** BEGIN Supplied text **

# 的 - 你是什么时候到北京的？



## linguist786

_ni shi shénme shíhou dao Beijing de?_

_= When are you arriving in Beijing?_

Can anyone explain the use of "de" in that sentence? What is its function? I don't really understand.


----------



## daoxunchang

This de tells you that ni is already in Beijing. Without it, you are asking about the due time when ni is to arrive in Beijing.
e.g. zhe/zhei shi shen me shi hou kai shi de这是什么时候开始的? --- When "did" it started?
zhe/zhei (shi) shen me shi hou kai shi这（是）什么时候开始? --- When will it start?


----------



## linguist786

daoxunchang said:
			
		

> This de tells you that ni is already in Beijing. Without it, you are asking about the due time when ni is to arrive in Beijing.
> e.g. zhe/zhei shi shen me shi hou kai shi de这是什么时候开始的? --- When "did" it started?
> zhe/zhei (shi) shen me shi hou kai shi这（是）什么时候开始? --- When will it start?


 
Oh I see. So really, my translation should have "When did you arrive in Beijing?"?


----------



## daoxunchang

Oh my! Such mistake I made! Sorry!
Yes, your sentence means "did".


----------



## linguist786

daoxunchang said:


> Oh my! Such mistake I made! Sorry!
> Yes, your sentence means "did".


Don't worry  
So in a way, by putting the "de" at the end, it changes it into the past?

Also
Would this sentence make sense? If so, what does it mean?:

你是什么时候到北京了？


----------



## daoxunchang

linguist786 said:


> So in a way, by putting the "de" at the end, it changes it into the past?


Yes, that is, so far as I can get from my thinking hard. But I do not study Chinese, and this might very often make me, you know, unaware of what I use. 



> Also
> Would this sentence make sense? If so, what does it mean?:
> 你是什么时候到北京了？


I think a hearer in a true situation can make sense of it, but I don't think it's grammatically correct.

Edit: you can say:你什么时候到北京来了?!(questioning tone+accent on 北京: for gladness with great surprise; questioning tone+accent on 什么: for angry questioning because the speaker is told his interlocutioner that he is in Beijing while he knows that's not true) 
or：你什么时候到北京来了的？for surprise, gladness, or both


----------



## linguist786

daoxunchang said:


> Yes, that is, so far as I can get from my thinking hard. But I do not study Chinese, and this might very often make me, you know, unaware of what I use.

** END Supplied text **

§ **Exercise task 1**
Transcribe the part of the thread about "de" from "Edit: you can" up to and including "that's not true)".
§ **Exercise task 2**
Based on the thread about "de", decide whether each statement below agrees with it. Answer yes or no for each, and quote the words that decide it.
(a) linguist786 first rendered the Chinese sentence as "When are you arriving in Beijing?"
(b) daoxunchang says he studies Chinese.
(c) daoxunchang thinks 你是什么时候到北京了？ is grammatically correct.
§ **Exercise task 3**
Resume the thread about "de" after its final line.

** BEGIN Recorded data **

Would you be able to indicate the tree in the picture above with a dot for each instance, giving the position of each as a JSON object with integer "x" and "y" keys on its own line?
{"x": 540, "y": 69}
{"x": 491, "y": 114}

** END Recorded data **

§ **Task answer 1**
Edit: you can say:你什么时候到北京来了?!(questioning tone+accent on 北京: for gladness with great surprise; questioning tone+accent on 什么: for angry questioning because the speaker is told his interlocutioner that he is in Beijing while he knows that's not true)

§ **Task answer 2**
(a) Yes: "= When are you arriving in Beijing?"
(b) No: "But I do not study Chinese"
(c) No: "but I don't think it's grammatically correct."

§ **Task answer 3**
> 
> 
> I think a hearer in a true situation can make sense of it, but I don't think it's grammatically correct.
> 
> Edit: you can say:你什么时候到北京来了?!(questioning tone+accent on 北京: for gladness with great surprise; questioning tone+accent on 什么: for angry questioning because the speaker is told his interlocutioner that he is in Beijing while he knows that's not true)
> or：你什么时候到北京来了的？for surprise, gladness, or both


谢谢到寻常！


----------



## Lugubert

linguist786 said:


> _ni shi shénme shíhou dao Beijing de?_
> 
> _= When are you arriving in Beijing?_
> 
> Can anyone explain the use of "de" in that sentence? What is its function? I don't really understand.


The key point is that not just _de_ but _shi ... de_ is highlighting the circumstances of past events. "Literally" translated, it may get slightly absurd: Wo shi xiawu mai piao de "I'm a ticket bought this afternoon" meaning 'It was in the afternoon that I bought the tickets.' (Example from T'ung, Pollard: _Colloquial Chinese _(Routledge)).


----------



## linguist786

Thanks, Lugubert. An opinion of another learner is always useful!
I understand it better now. Thanks again.


----------



## Stavros

I will basically say the same thing as the previous user, but for me it was more clear put this way.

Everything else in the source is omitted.